Angezeigter Text:
· · ·

Mit einem fulminant dargebotenen und fein durchdachten Programm überwältigten die Berliner Philharmoniker und Chefdirigent Sir Simon Rattle am letzten Konzertwochenende vor ihrer USA- und Kanada-Tournee noch einmal ihr Heimatpublikum in der Herbert-von-Karajan-Straße 1.

Zu hören gab es zunächst Stücke für Orchester von Arnold Schönberg , Anton Webern und Alban Berg, den drei herausragenden Vertretern der Zweiten Wiener Schule; nach der Pause sinnig ergänzt durch Johannes Brahms' Symphonie Nr. 2. Denn Brahms, obgleich von seinen „neudeutschen“ Zeitgenossen um Richard Wagner, Franz Liszt und Hector Berlioz als reaktionär abgewertet, galt Schönberg (und auch dessen Schülern Webern und Berg) als „der Fortschrittliche“, wie ihn der 41 Jahre Jüngere 1947 im Titel eines viel beachteten Artikels nannte. Die Orchesterstücke der drei Wiener Neutöner stellen gewichtige Versuche dar, die zuvor bereits auf dem Gebiet der Kammermusik erprobten, musikalischen Ausdrucksmöglichkeiten jenseits von Tonalität sowie die Suche nach einem stets zu erneuernden, individuellen Klang auf das Medium Orchester zu übertragen.

· · ·

Quellenauszug:
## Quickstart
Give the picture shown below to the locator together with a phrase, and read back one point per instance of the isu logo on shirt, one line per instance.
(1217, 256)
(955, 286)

· · ·

Aufgabenstellung:
(1) Welches Werk von Johannes Brahms stand laut dem Konzertbericht nach der Pause auf dem Programm?
(2) Schreiben Sie aus dem Konzertbericht die Passage ab, die mit „Zu hören gab“ beginnt und bis einschließlich „Orchester zu übertragen.“ reicht.
Stützen Sie sich ausschließlich auf den Konzertbericht.

Lösungen:
(1) Seine Symphonie Nr. 2.

(2)
Zu hören gab es zunächst Stücke für Orchester von Arnold Schönberg , Anton Webern und Alban Berg, den drei herausragenden Vertretern der Zweiten Wiener Schule; nach der Pause sinnig ergänzt durch Johannes Brahms' Symphonie Nr. 2. Denn Brahms, obgleich von seinen „neudeutschen“ Zeitgenossen um Richard Wagner, Franz Liszt und Hector Berlioz als reaktionär abgewertet, galt Schönberg (und auch dessen Schülern Webern und Berg) als „der Fortschrittliche“, wie ihn der 41 Jahre Jüngere 1947 im Titel eines viel beachteten Artikels nannte. Die Orchesterstücke der drei Wiener Neutöner stellen gewichtige Versuche dar, die zuvor bereits auf dem Gebiet der Kammermusik erprobten, musikalischen Ausdrucksmöglichkeiten jenseits von Tonalität sowie die Suche nach einem stets zu erneuernden, individuellen Klang auf das Medium Orchester zu übertragen.